§ Task to complete
Write out every record exactly as it appears. Skip the pictures.

§ Excerpted records
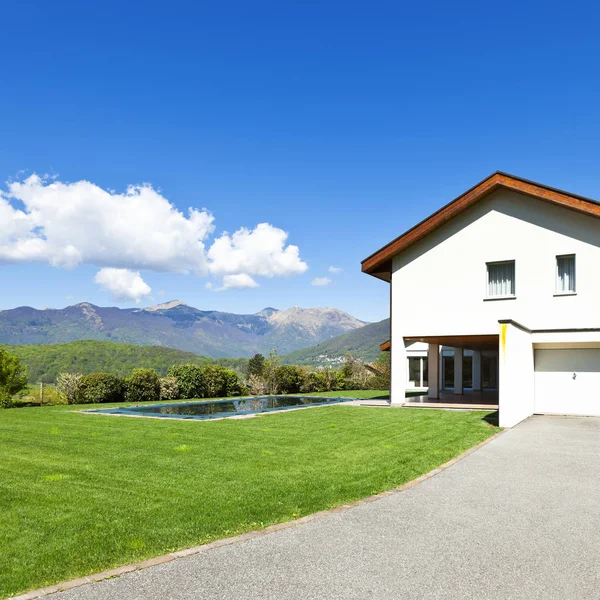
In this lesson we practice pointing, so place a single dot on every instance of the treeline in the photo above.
(145, 385)
(45, 362)
(269, 376)
(263, 376)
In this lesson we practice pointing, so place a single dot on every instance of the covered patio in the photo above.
(470, 399)
(483, 391)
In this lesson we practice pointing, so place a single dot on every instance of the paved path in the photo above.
(519, 518)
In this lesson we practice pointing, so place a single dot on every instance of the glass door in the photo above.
(448, 372)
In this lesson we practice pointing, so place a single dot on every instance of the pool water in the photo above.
(217, 409)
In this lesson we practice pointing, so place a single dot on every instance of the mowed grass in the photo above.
(83, 493)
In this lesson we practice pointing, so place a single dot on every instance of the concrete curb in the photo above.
(118, 571)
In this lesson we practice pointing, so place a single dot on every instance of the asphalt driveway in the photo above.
(519, 518)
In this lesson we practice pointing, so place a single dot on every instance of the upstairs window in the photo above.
(501, 279)
(565, 274)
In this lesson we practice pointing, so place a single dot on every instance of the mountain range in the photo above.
(174, 324)
(362, 343)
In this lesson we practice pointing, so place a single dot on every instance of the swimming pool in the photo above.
(218, 409)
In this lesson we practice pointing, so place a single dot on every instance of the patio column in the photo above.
(476, 370)
(399, 364)
(433, 370)
(458, 360)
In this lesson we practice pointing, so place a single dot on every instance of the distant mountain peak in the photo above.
(165, 305)
(267, 312)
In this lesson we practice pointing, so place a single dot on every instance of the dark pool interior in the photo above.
(222, 408)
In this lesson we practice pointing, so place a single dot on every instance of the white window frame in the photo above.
(487, 280)
(557, 291)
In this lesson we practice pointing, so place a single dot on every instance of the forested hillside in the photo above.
(362, 343)
(44, 362)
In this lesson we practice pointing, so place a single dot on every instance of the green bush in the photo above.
(52, 396)
(100, 387)
(143, 386)
(169, 388)
(13, 377)
(288, 379)
(68, 386)
(256, 365)
(190, 379)
(219, 381)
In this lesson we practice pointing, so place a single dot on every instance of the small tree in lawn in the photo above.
(270, 372)
(256, 366)
(13, 377)
(68, 386)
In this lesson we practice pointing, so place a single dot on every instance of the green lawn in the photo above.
(83, 493)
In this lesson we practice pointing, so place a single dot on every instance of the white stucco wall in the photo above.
(439, 284)
(516, 375)
(439, 287)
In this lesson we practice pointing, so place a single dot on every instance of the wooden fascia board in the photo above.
(374, 263)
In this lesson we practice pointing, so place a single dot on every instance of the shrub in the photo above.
(52, 396)
(68, 386)
(169, 388)
(219, 381)
(13, 377)
(256, 365)
(190, 379)
(100, 387)
(143, 386)
(270, 372)
(256, 385)
(288, 379)
(5, 400)
(312, 382)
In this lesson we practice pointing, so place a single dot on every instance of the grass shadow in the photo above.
(492, 418)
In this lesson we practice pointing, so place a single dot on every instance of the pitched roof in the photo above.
(379, 263)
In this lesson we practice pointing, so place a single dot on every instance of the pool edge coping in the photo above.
(165, 558)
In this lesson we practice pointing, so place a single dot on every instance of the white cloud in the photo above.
(240, 281)
(257, 252)
(320, 281)
(123, 284)
(69, 224)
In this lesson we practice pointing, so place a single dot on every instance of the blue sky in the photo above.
(342, 124)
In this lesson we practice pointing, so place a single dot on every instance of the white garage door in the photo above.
(567, 381)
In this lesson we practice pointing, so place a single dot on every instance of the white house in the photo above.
(508, 273)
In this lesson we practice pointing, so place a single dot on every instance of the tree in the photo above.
(68, 386)
(143, 386)
(270, 372)
(288, 379)
(100, 387)
(256, 366)
(190, 379)
(13, 377)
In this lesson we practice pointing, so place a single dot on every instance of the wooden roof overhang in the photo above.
(379, 264)
(468, 342)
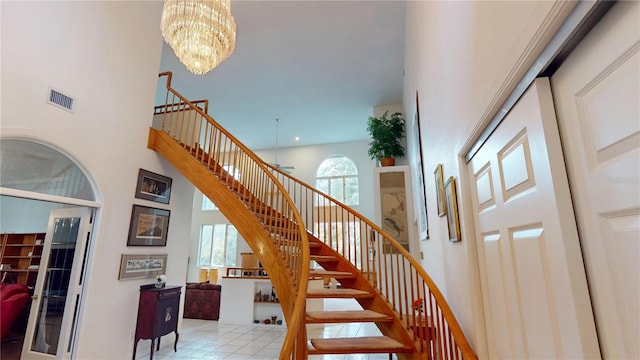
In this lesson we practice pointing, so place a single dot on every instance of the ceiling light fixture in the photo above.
(201, 33)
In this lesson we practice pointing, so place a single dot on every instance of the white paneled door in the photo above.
(534, 287)
(597, 95)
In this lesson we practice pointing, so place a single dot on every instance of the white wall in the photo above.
(460, 56)
(107, 56)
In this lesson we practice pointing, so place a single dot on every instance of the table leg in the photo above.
(135, 347)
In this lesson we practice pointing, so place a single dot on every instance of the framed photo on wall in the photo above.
(148, 226)
(154, 187)
(442, 210)
(142, 266)
(452, 209)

§ Solution to this exercise
In this lesson we practice pointing, so place a single dot on every instance of the treeline in the photo above.
(145, 385)
(45, 362)
(269, 376)
(263, 376)
In this lesson we practice pointing, so place a single dot on every instance of the covered patio in the photo above.
(470, 399)
(483, 391)
In this lesson we practice pointing, so place a single dot on every instance of the paved path in the photo above.
(519, 518)
In this lesson we practice pointing, so place a single dot on every instance of the glass door in the photo above.
(448, 372)
In this lesson we practice pointing, so place a single dot on every instance of the pool water in the photo above.
(217, 409)
In this lesson we practice pointing, so place a single dot on every instance of the mowed grass in the photo above.
(83, 493)
In this lesson we practice pointing, so place a single dot on every instance of the concrete curb in the photo above.
(118, 571)
In this lesson we practice pointing, so place a single dot on every instance of the asphalt driveway in the photo above.
(519, 518)
In this lesson we practice pointing, so place a single dot on every instance of the upstairs window in the photo above.
(501, 279)
(565, 274)
In this lesson we practice pointing, so place a single dot on every instance of the mountain range in the photo above.
(174, 324)
(362, 343)
In this lesson we practice pointing, so place a single dot on every instance of the swimming pool in the photo above.
(218, 409)
In this lesson we practice pointing, so place a single dot on every instance of the patio column in the photo above.
(476, 370)
(399, 364)
(433, 370)
(458, 360)
In this lesson we practice pointing, so place a single dot on every instance of the distant mountain peak in the photo above.
(165, 305)
(267, 312)
In this lesson we practice pointing, so place a single dot on every instance of the dark pool interior in the photo above.
(222, 408)
In this lesson we practice pointing, so place a single dot on every instance of the white window frame in the photo above.
(487, 280)
(557, 291)
In this lesson we practice pointing, so place a single dot on every instance of the forested hillside in the photo above.
(362, 343)
(44, 362)
In this lesson we practice pointing, so place a single dot on every instance of the green bush in the photo above.
(52, 396)
(100, 387)
(143, 386)
(169, 388)
(13, 377)
(288, 379)
(68, 386)
(256, 365)
(190, 379)
(219, 381)
In this lesson we practice pointing, so place a single dot on every instance of the small tree in lawn in the photo above.
(270, 372)
(256, 366)
(13, 377)
(68, 386)
In this lesson we practice pointing, so place a single dot on every instance of the green lawn in the photo above.
(83, 493)
In this lesson we practice pointing, so place a single dot on every instance of the white stucco wall in the photo above.
(439, 284)
(516, 375)
(439, 287)
In this lesson we practice pointing, so place a single dot on every instance of the wooden fascia board in the photo above.
(374, 263)
In this lesson we practice pointing, so place a single dot on every instance of the shrub in the photo above.
(52, 396)
(68, 386)
(169, 388)
(219, 381)
(13, 377)
(256, 365)
(190, 379)
(100, 387)
(143, 386)
(270, 372)
(256, 385)
(288, 379)
(5, 400)
(312, 382)
In this lesson we practice pointing, so place a single dot on every instance of the grass shadow in the photo above.
(492, 418)
In this lesson we practice pointing, so place a single dot on every instance of the pitched roof in the photo above.
(379, 263)
In this lesson we practice pointing, so place a single dot on every instance of the pool edge coping in the photo above.
(165, 558)
In this lesson we practice pointing, so place a single dot on every instance of the white cloud in the photo above.
(240, 281)
(257, 252)
(320, 281)
(123, 284)
(69, 224)
In this lesson we practice pointing, so place a single dot on every instance of the blue sky in the photo above.
(342, 124)
In this lesson we practice pointing, so place a single dot on every instance of the white garage door in the photo above.
(567, 381)
In this lesson we practice pointing, so place a single dot on every instance of the white house in the photo above.
(508, 273)
In this lesson we practice pointing, so place a single dot on every instance of the tree in the photo above.
(68, 386)
(143, 386)
(270, 372)
(288, 379)
(100, 387)
(256, 366)
(190, 379)
(13, 377)
In this lesson we practice pointing, so place a single dot on every instance of the wooden roof overhang in the photo above.
(379, 264)
(468, 342)
In this lesson we practice pointing, so place a single dot on every instance of the ceiling light fixture in the photo above.
(201, 33)
In this lesson we practice pointing, so place a single dot on every instance of the white paneled door in the photo above.
(534, 287)
(597, 95)
In this lesson we practice pointing, so place a single dot on every instance of the white wall in the photo above.
(460, 56)
(107, 56)
In this lesson we practice pointing, so place a single dot on every instance of the table leg in the photo above.
(135, 347)
In this lesson we practice pointing, so place a single dot on every instance of the framed photo on wall in the photo above.
(148, 226)
(154, 187)
(442, 210)
(142, 266)
(452, 209)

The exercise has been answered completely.